# What this task involves:
Report each line in the data below that contains the string "instance", reproducing every such line in full.

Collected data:
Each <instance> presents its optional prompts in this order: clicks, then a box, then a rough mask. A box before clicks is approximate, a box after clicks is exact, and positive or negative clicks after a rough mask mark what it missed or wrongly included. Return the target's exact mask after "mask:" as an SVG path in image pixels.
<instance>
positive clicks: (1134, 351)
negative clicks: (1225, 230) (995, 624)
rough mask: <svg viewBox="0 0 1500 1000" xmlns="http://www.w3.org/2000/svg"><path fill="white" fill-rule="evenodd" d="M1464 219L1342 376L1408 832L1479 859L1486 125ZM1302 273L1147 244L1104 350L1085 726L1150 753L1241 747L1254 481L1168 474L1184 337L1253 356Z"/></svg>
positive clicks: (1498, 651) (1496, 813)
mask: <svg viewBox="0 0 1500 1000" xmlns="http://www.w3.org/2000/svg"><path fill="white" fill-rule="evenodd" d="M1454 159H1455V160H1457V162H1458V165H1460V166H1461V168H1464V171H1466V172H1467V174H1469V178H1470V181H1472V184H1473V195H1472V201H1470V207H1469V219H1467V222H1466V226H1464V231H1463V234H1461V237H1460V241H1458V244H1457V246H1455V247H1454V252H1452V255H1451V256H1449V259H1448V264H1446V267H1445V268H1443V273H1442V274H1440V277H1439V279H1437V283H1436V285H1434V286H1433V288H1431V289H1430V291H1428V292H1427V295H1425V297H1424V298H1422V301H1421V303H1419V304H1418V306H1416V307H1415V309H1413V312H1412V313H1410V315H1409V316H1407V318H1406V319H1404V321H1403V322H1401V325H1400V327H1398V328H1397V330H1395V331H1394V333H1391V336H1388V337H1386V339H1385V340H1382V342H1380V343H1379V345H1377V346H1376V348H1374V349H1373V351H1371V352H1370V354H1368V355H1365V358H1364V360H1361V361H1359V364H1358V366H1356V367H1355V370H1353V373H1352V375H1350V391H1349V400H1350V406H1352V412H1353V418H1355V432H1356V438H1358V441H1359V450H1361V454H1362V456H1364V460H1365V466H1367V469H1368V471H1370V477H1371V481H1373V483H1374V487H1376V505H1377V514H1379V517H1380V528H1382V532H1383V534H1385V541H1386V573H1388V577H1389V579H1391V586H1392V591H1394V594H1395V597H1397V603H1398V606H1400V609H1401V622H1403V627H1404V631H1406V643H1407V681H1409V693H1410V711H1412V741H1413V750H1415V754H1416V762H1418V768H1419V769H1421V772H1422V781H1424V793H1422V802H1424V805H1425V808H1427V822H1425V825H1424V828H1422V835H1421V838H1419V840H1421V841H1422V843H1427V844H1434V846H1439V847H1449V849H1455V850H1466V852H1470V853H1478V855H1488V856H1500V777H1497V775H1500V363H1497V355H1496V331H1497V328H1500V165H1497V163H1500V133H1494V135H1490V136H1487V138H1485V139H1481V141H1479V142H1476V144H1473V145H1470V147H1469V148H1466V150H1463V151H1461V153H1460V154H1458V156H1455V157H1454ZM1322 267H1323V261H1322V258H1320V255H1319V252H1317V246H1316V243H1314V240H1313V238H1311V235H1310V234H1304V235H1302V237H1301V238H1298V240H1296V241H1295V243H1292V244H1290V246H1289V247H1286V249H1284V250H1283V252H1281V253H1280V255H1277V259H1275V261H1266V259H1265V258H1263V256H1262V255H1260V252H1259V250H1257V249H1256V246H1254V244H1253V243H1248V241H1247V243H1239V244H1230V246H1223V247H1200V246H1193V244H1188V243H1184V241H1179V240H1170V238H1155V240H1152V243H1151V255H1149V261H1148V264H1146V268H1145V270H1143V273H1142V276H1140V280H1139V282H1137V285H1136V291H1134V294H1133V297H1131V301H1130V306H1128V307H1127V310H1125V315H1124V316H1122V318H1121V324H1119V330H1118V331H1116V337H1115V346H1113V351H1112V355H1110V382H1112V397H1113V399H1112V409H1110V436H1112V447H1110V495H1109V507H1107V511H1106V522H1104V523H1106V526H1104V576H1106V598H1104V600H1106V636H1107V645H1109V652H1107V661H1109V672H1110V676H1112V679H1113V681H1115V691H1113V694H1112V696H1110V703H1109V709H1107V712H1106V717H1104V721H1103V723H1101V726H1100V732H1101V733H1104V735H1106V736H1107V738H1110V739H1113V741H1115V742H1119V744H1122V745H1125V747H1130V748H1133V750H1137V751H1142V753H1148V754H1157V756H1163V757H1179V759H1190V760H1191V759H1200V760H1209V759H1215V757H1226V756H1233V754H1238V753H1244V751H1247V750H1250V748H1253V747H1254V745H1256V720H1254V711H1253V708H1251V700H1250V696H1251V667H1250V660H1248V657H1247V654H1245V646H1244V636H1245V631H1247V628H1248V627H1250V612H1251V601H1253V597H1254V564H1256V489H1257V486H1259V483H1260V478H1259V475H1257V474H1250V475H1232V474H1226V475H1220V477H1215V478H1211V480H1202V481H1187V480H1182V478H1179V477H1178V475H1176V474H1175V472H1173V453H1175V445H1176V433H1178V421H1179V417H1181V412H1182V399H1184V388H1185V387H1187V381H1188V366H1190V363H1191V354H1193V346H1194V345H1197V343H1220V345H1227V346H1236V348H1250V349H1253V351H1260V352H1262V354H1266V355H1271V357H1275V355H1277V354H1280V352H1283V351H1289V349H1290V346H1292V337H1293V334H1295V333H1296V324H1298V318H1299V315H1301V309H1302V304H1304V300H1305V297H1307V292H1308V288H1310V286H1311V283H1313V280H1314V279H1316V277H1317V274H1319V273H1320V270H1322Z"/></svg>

# Your solution:
Each <instance> presents its optional prompts in this order: clicks, then a box, then a rough mask. A box before clicks is approximate, a box after clicks is exact, and positive or negative clicks after a rough mask mark what it missed or wrongly included. Return the target's exact mask after "mask:" as an SVG path in image pixels.
<instance>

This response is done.